◆ CONSIGNE ÉCRITE: Réécrivez le passage de l'extrait choisi commençant à « Ludovic, 46 ans, habitant » et se terminant à « de fourniture d’énergie. », en remplaçant « ouvrier » par « maçon ».

◆ EXTRAIT CHOISI:
Cet événement s’inscrit dans un projet plus large que je développe depuis le début de mon mandat, celui de favoriser la participation citoyenne dans la vie politique, c’est-à-dire associer les citoyens de la circonscription à la réflexion et à la construction de mon travail législatif grâce à leurs questions, leurs remarques et leurs témoignages.
J’ai eu le plaisir de recevoir quatre citoyens préalablement tirés au sort sur les listes électorales des sept communes de la circonscription ce samedi 26 mai pour discuter à bâtons rompus autour d’un déjeuner. Un seul mot d’ordre : la convivialité.
Il s’agit du premier « déjeuner citoyen » que j’organise. Je souhaite renouveler régulièrement cette initiative et lancer ainsi un cycle de rencontres citoyennes. L’objectif est de pouvoir échanger avec des citoyens tirés au sort sur leur vie quotidienne, les problématiques auxquelles ils font face, de connaître leurs préoccupations et ce qui les enthousiasme.
Nous avons ainsi échangé sur des sujets comme le rôle du député en circonscription et à l’Assemblée nationale, mais aussi les difficultés rencontrées dans la vie professionnelle, la formation professionnelle et l’apprentissage, l’économie, la mobilité dans la circonscription…
Tour de table
Autour de la table, Denis 48 ans, habitant de Saint-Médard-en-Jalles, commerçant et gérant d’un magasin employant trois personnes.
François, 51 ans, habitant de Mérignac, est artisan en aménagement de parcs et jardins. Il emploie une quinzaine de personnes.
Ludovic, 46 ans, habitant de Saint-Aubin de Médoc, est ouvrier dans le bâtiment.
Jean-Pierre, 54 ans, vit au Taillan-Médoc et travaille depuis quelques années dans un groupe de fourniture d’énergie.
Être député : pourquoi ? comment ?
Denis se montre curieux de mon parcours : qu’est-ce qui prédestine à entrer en politique ? Je lui explique mon cheminement dont le fil rouge est le service public, tout d’abord en tant que fonctionnaire territorial, puis en tant que directeur de cabinet du maire de Saint-Médard-en-Jalles de 2008 à 2014, mon investissement dans le secteur associatif, puis la création d’un laboratoire d’idées « Audace républicaine », et enfin de l’antenne girondine du mouvement En Marche… Je n’étais pas prédestiné à être député, je n’ai pas fait droit, ni Sciences Po, je pense que mon parcours illustre bien ce nouveau souffle que le Mouvement de La République En Marche apporte à la vie politique française. Je souhaite que mon élection donne envie à d’autres personnes de se lancer dans cette belle aventure. C’est ce que je dis systématiquement aux jeunes quand j’interviens dans les lycées : lancez-vous ! Il faut y croire et oser.
Le rôle du député et de l’Assemblée nationale n’étant peut-être pas familier à tous, je débute par une courte présentation du mandat, entre nos deux lieux de travail, Paris et la circonscription. Je rappelle le bouleversement créé par les élections législatives de 2017 : 350 nouveaux mandats sur les 577 députés que compte l’Assemblée, la hausse du nombre de femmes députées, passant de 26,9% dans la précédente législature à 38,8%, la baisse de l’âge moyen des députés de 55 à 49 ans, etc.

◆ MATÉRIEL FOURNI:
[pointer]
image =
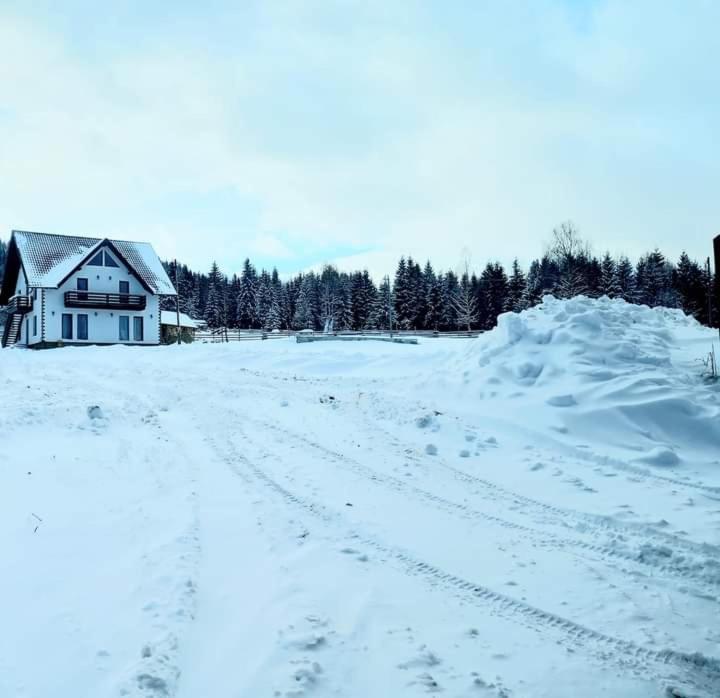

◆ RÉPONSE COMPLÈTE:
Ludovic, 46 ans, habitant de Saint-Aubin de Médoc, est maçon dans le bâtiment.
Jean-Pierre, 54 ans, vit au Taillan-Médoc et travaille depuis quelques années dans un groupe de fourniture d’énergie.